3

I'm trying to search the same text across to fields in my database for a livesearch box.

SELECT DISTINCT u.id, u.username FROM
users AS u, user_invoice AS ui, user_roles AS ur, roles AS r WHERE
u.id = ur.user_id AND
ur.role_id = r.id AND
r.name = 'teacher' AND
(
    ui.user_id = u.id AND
    CAST(ui.invoice AS TEXT) = 'searchterm'
)

This query searches the invoice table and returns results properly and extremely quickly.

SELECT DISTINCT u.id, u.username FROM
users AS u, user_invoice AS ui, user_roles AS ur, roles AS r WHERE
u.id = ur.user_id AND
ur.role_id = r.id AND
r.name = 'teacher' AND
(u.username like '%searchterm%')

This query searches for a matching username and returns extremely quickly as well.

But when I combine the two like this:

SELECT DISTINCT u.id, u.username FROM
users AS u, user_invoice AS ui, user_roles AS ur, roles AS r WHERE
u.id = ur.user_id AND
ur.role_id = r.id AND
r.name = 'teacher' AND
(
    u.username like '%searchterm%' OR
    (
        ui.user_id = u.id AND
        CAST(ui.invoice AS TEXT) = 'searchterm'
    )
)

It returns the proper results but take almost a minute to do so. What am I doing wrong?

EDIT: EXPLAINs of my queries:

First: http://explain.depesz.com/s/PvS

Second: http://explain.depesz.com/s/D5c

Combined: http://explain.depesz.com/s/Dhf


Edited for mistake in copying the cast lines.

DIRECTION 1. In the SQL livesearch question, why does the writer put the username condition and the invoice condition together in a single query?
DIRECTION 2. Go on writing the SQL livesearch question from its final line.

INFORMATION SHOWN.
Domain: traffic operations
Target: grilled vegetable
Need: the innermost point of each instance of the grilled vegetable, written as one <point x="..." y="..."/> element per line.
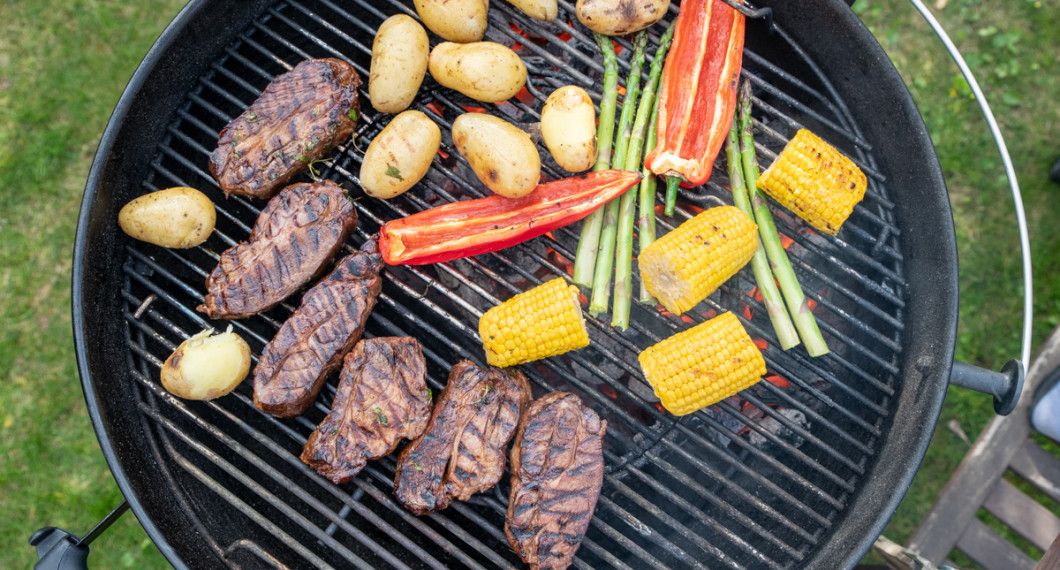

WRITTEN REPLY 1. The writer wants to search the same text across two fields in the database for a livesearch box. So the username match and the invoice match are joined with OR in one query.

WRITTEN REPLY 2.
8
  • PostgreSQL version? Show explain analyze output for both please; paste to explain.depesz.com and link to it here. Commented Oct 15, 2012 at 23:30
  • You'll probably find out yourself if you rewrite your query into the JOIN-syntax. Commented Oct 15, 2012 at 23:30
  • I must agree with wildplasser - it's so much easier to understand what's going on when using FROM a INNER JOIN b ON (condition) instead of FROM a, b WHERE (condition). Also, how can the 2nd of the three be producing sensible results? You have a cartesian product from the unconstrained join ui in there. Commented Oct 15, 2012 at 23:32
  • @CraigRinger : I only counted the where clause terms and it appeared there was one missing. Been there... Commented Oct 15, 2012 at 23:38
  • Don't know how the second of the 3 is producing sensible results, but it is. What's a cartesian product? Commented Oct 16, 2012 at 0:13

2 Answers 2

1

Here's how I solve this problem in my main app.

I have a main entity that I want users to be able to search for. Call it customer. This entity has associated detail records in a 1:n contact (for phone, email, etc) table.

I define a view, customer_quicksearch, that calculates a quicksearch key - a text field containing the concatenation of contact records for a customer along with some of the customer fields directly.

I've added triggers to customer and contact customer_summary table. The customer trigger adds a record to customer_summary when a row is inserted into customer and delete the row when the customer record is deleted. They update customer_summary by SELECTing an updated quicksearch key from `customer_quicksearch. I could use a SQL function for this instead of a view, but found the view both more useful and faster. With a view it's quicker to calculate the quicksearch keys for all customers, say, after a bulk insert or update.

CREATE VIEW customer_quicksearch AS
SELECT
        customer.id AS customer_id, array_to_string(ARRAY[
                customer.code,
                customer.name,
                string_agg(array_to_string(ARRAY[
                        contact.email::text,contact.altemail::text, contact.mobile_phone, contact.work_phone, contact.home_phone, contact.fax
                ],'|'),'|')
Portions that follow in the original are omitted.